»»

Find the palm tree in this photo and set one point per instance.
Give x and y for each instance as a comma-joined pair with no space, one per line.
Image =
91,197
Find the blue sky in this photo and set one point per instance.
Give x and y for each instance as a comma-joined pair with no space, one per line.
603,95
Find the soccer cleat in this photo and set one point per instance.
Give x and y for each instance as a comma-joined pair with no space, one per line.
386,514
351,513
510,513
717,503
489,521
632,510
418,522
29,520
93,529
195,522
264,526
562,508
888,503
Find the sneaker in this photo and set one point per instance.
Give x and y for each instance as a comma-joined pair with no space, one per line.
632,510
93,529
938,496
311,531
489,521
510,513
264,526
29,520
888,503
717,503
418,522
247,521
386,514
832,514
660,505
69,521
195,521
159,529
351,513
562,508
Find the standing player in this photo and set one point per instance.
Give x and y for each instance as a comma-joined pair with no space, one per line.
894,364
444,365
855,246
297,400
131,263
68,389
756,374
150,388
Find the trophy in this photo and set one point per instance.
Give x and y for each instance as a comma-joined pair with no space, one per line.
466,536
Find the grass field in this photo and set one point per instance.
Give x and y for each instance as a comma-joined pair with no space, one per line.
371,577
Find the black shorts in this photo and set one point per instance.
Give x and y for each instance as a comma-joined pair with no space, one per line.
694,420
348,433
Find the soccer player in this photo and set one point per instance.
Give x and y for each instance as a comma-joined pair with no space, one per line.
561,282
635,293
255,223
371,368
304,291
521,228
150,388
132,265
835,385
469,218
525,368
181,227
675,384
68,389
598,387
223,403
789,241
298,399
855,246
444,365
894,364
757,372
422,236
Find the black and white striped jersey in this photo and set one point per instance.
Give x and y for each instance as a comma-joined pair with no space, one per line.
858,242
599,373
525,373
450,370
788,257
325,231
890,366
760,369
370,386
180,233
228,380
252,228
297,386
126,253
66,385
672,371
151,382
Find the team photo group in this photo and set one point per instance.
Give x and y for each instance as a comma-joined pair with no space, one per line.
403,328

««

-- The task --
Please convert every line of the listing above into a JSON list of strings, with one string per line and blank lines left out.

-- Task solution --
[
  "Find the palm tree in this photo and set one point per instance.",
  "Give x and y for each instance as a comma-joined pair with no space, one per line.",
  "Image =",
  "91,197",
  "Find the blue sky in this photo and set one point per instance.",
  "Give x and y for each instance as a comma-joined pair with no space, one per line.",
  "603,95",
  "Find the soccer cleat in this photo and set one point per instance.",
  "Give x and y for each instance as a comma-joined pair with no space, one per line.",
  "386,514",
  "351,513",
  "510,513",
  "717,503",
  "489,521",
  "632,510",
  "418,522",
  "29,520",
  "93,529",
  "195,522",
  "264,526",
  "562,508",
  "888,503",
  "Find the sneaker in this photo and set one point per instance.",
  "Give x and y for each instance as a comma-joined pair with no space, one per line.",
  "632,510",
  "93,529",
  "938,496",
  "311,531",
  "489,521",
  "510,513",
  "264,526",
  "29,520",
  "888,503",
  "717,503",
  "418,522",
  "247,521",
  "386,514",
  "832,514",
  "660,505",
  "69,521",
  "195,521",
  "159,529",
  "351,513",
  "562,508",
  "Find the standing player in this photo and set one point per instance.",
  "Give x and y for each instance as a comma-joined pair with no space, one per line.",
  "894,364",
  "444,365",
  "855,246",
  "297,400",
  "131,263",
  "68,389",
  "756,374",
  "150,388",
  "Find the trophy in this photo and set one point per instance.",
  "Give x and y for each instance as a comma-joined pair with no space, one per line.",
  "466,536",
  "Find the grass field in this photo and set one point per instance.",
  "Give x and y for each instance as a comma-joined pair with no space, one per line.",
  "371,577",
  "Find the black shorts in this photo and set one point per instance.",
  "Give x and y for each instance as a comma-joined pair with no space, one per line.",
  "694,420",
  "348,433",
  "Find the soccer player in this photo and set one point per instance.",
  "Give x and y for each instance as a comma-joined pair with no space, one per line.",
  "561,282",
  "635,293",
  "255,223",
  "371,368",
  "304,291",
  "521,228",
  "150,388",
  "132,265",
  "835,385",
  "469,218",
  "525,368",
  "181,227",
  "675,384",
  "68,389",
  "598,387",
  "223,403",
  "789,241",
  "298,399",
  "855,246",
  "444,365",
  "894,364",
  "757,372",
  "422,236",
  "Find the black and white striped jersey in this photo and set one point per instance.",
  "Give x and y for each instance as a comma-joined pair with no space, one per line.",
  "858,242",
  "599,373",
  "525,373",
  "450,370",
  "788,257",
  "325,231",
  "890,366",
  "760,369",
  "370,386",
  "180,233",
  "228,380",
  "252,228",
  "297,386",
  "126,253",
  "66,385",
  "672,371",
  "151,382",
  "Find the team photo group in this photo and set one point per instance.",
  "Give x and y for each instance as a comma-joined pair with no space, one per line.",
  "403,328"
]